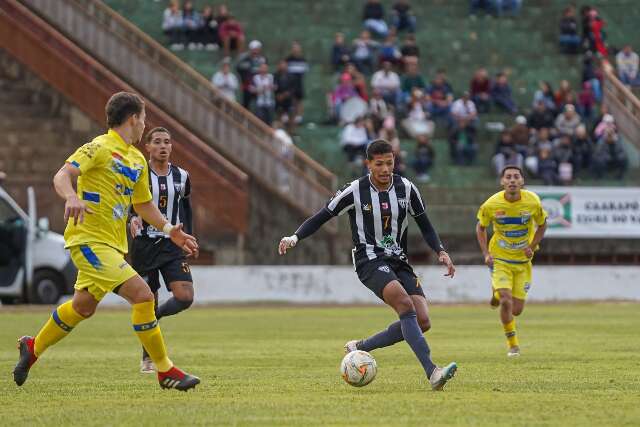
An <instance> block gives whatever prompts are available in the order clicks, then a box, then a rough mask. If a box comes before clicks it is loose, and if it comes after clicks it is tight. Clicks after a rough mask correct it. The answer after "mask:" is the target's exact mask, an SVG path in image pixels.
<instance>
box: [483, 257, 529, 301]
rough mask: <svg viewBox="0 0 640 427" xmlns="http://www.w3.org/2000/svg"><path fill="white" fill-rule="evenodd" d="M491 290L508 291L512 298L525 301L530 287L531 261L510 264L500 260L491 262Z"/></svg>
mask: <svg viewBox="0 0 640 427" xmlns="http://www.w3.org/2000/svg"><path fill="white" fill-rule="evenodd" d="M491 286H492V287H493V289H510V290H511V295H513V297H514V298H518V299H522V300H525V299H527V293H528V292H529V288H530V287H531V261H529V262H525V263H522V264H512V263H508V262H504V261H500V260H494V261H493V268H492V269H491Z"/></svg>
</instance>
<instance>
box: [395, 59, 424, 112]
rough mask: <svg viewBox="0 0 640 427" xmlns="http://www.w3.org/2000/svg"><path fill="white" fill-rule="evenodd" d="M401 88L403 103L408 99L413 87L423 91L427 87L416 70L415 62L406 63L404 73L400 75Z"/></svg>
mask: <svg viewBox="0 0 640 427" xmlns="http://www.w3.org/2000/svg"><path fill="white" fill-rule="evenodd" d="M401 89H402V99H403V103H406V102H408V101H409V99H410V98H411V93H412V92H413V90H414V89H420V90H421V91H422V92H423V93H424V91H425V90H426V89H427V84H426V83H425V81H424V79H423V78H422V76H421V75H420V74H419V72H418V64H417V62H415V61H410V62H408V63H407V67H406V73H405V74H404V75H403V76H402V82H401Z"/></svg>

> _Problem to work on_: Reproduce every entry above verbatim, leaving out the pictures.

> _Exercise output_:
An <instance> block gives whatever prompts are available in the order clicks, then a box, then a rough mask. If a box comes before clicks it is loose, and if it comes after clicks it is tight. Clicks after a rough mask correct it. The answer after "mask:" is the target's exact mask, an SVG path in image pixels.
<instance>
box: [483, 257, 529, 301]
rough mask: <svg viewBox="0 0 640 427" xmlns="http://www.w3.org/2000/svg"><path fill="white" fill-rule="evenodd" d="M491 290L508 291L512 298L525 301L530 287L531 261L510 264L500 260L491 262Z"/></svg>
mask: <svg viewBox="0 0 640 427" xmlns="http://www.w3.org/2000/svg"><path fill="white" fill-rule="evenodd" d="M491 286H492V287H493V289H510V290H511V295H513V297H514V298H518V299H522V300H525V299H527V293H528V292H529V288H530V287H531V261H529V262H525V263H522V264H512V263H508V262H504V261H500V260H494V261H493V268H492V269H491Z"/></svg>
</instance>
<instance>
box: [395, 59, 424, 112]
rough mask: <svg viewBox="0 0 640 427" xmlns="http://www.w3.org/2000/svg"><path fill="white" fill-rule="evenodd" d="M401 88L403 103L408 99L413 87L423 91L427 87L416 70L415 62L406 63L404 73L400 75Z"/></svg>
mask: <svg viewBox="0 0 640 427" xmlns="http://www.w3.org/2000/svg"><path fill="white" fill-rule="evenodd" d="M401 89H402V99H403V103H406V102H408V101H409V99H410V98H411V93H412V92H413V90H414V89H420V90H421V91H422V92H423V93H424V91H425V90H426V89H427V84H426V83H425V81H424V79H423V78H422V76H421V75H420V74H419V72H418V64H417V62H415V61H410V62H408V63H407V67H406V73H405V74H404V75H403V76H402V82H401Z"/></svg>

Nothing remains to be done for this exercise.